WHAT THE TASK REQUIRES -
Can you retype every record below exactly as written?

RECORDS SHOWN -
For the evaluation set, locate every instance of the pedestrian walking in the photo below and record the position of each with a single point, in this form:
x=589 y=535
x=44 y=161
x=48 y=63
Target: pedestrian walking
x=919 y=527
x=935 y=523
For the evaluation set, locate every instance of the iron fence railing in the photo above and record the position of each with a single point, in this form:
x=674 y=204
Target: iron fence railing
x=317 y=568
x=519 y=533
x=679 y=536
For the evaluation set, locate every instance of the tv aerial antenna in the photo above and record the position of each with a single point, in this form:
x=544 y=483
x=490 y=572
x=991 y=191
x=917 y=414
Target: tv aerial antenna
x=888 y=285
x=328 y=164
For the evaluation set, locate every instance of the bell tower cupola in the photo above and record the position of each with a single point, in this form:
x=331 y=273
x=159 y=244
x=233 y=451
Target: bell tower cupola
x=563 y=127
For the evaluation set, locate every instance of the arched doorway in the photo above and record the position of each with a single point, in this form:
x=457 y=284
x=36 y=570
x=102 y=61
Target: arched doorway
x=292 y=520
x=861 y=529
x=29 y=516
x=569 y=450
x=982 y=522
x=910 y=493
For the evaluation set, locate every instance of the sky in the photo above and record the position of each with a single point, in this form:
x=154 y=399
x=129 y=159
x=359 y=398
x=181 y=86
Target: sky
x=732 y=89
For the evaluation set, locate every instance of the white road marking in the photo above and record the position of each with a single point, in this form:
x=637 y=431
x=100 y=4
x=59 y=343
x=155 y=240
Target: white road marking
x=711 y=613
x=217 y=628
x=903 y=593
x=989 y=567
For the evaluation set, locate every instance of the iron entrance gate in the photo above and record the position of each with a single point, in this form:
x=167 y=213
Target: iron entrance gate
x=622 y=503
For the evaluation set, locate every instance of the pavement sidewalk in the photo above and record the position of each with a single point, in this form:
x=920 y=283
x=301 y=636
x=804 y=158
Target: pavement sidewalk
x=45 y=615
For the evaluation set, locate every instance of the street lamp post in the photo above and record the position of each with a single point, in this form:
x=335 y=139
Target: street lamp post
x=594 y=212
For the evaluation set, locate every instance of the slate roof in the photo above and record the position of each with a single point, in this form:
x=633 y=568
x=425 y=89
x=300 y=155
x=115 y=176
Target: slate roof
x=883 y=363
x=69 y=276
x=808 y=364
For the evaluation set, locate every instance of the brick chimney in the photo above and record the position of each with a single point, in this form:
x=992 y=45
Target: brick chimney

RESULT OF THIS TASK -
For the evaluation set, locate every instance of the pedestrian walking in the photo below and record the position of each with a single point, in this form:
x=589 y=535
x=44 y=161
x=48 y=63
Target: pedestrian walking
x=919 y=527
x=935 y=523
For the evaluation set, locate every instance of the iron fence railing in the photo above and record the position of each with a single point, in this form:
x=674 y=204
Target: iron fence railing
x=317 y=568
x=519 y=533
x=679 y=536
For the evaluation set, locate every instance of the tv aerial antenna in the photo above and record the position of each with a single point, in this form:
x=544 y=483
x=490 y=572
x=991 y=191
x=917 y=414
Target: tv aerial antenna
x=888 y=285
x=328 y=164
For the evaluation set, locate every instance of the bell tower cupola in the photo above and record the position of each with a single point, in this form:
x=331 y=273
x=159 y=244
x=233 y=451
Target: bell tower cupola
x=563 y=127
For the evaluation set, locate every instance of the arched doorway in the photo above and record the position of each with a single point, in this form:
x=457 y=284
x=36 y=570
x=102 y=61
Target: arched doorway
x=292 y=520
x=861 y=529
x=29 y=516
x=569 y=450
x=982 y=522
x=910 y=493
For the evaluation set, locate every instance of the sky in the photo above and record the position of each with a single point, in this form:
x=154 y=399
x=129 y=159
x=359 y=398
x=181 y=86
Target: sky
x=732 y=89
For the evaluation set, locate every instance of the white road marking in the photo above and record the position of each with a single point, in this form:
x=637 y=431
x=100 y=4
x=59 y=343
x=155 y=240
Target: white road marking
x=711 y=613
x=217 y=628
x=903 y=593
x=989 y=567
For the evaluation set, locate every instance of the iron entrance gate in the photo above and record the position of each with a single point, in this form:
x=167 y=213
Target: iron entrance gate
x=622 y=503
For the evaluation set, locate every instance of the pavement sidewalk in the photo above and record the position of each with a single point, in this form:
x=920 y=283
x=301 y=636
x=804 y=158
Target: pavement sidewalk
x=45 y=615
For the evaluation set, locate every instance of the street lamp post in the photo above and record the position of each with a single point, in this form:
x=335 y=139
Target: street lamp post
x=594 y=212
For the evaluation set, locate every instance of the slate roof in the photo above and record the position of each with a single point, in this form:
x=633 y=568
x=425 y=89
x=300 y=155
x=115 y=176
Target: slate roof
x=883 y=363
x=69 y=276
x=808 y=364
For the evaluation set, locate every instance of the brick chimney in the photo above and record the position of each with a single point, in this form:
x=992 y=45
Target: brick chimney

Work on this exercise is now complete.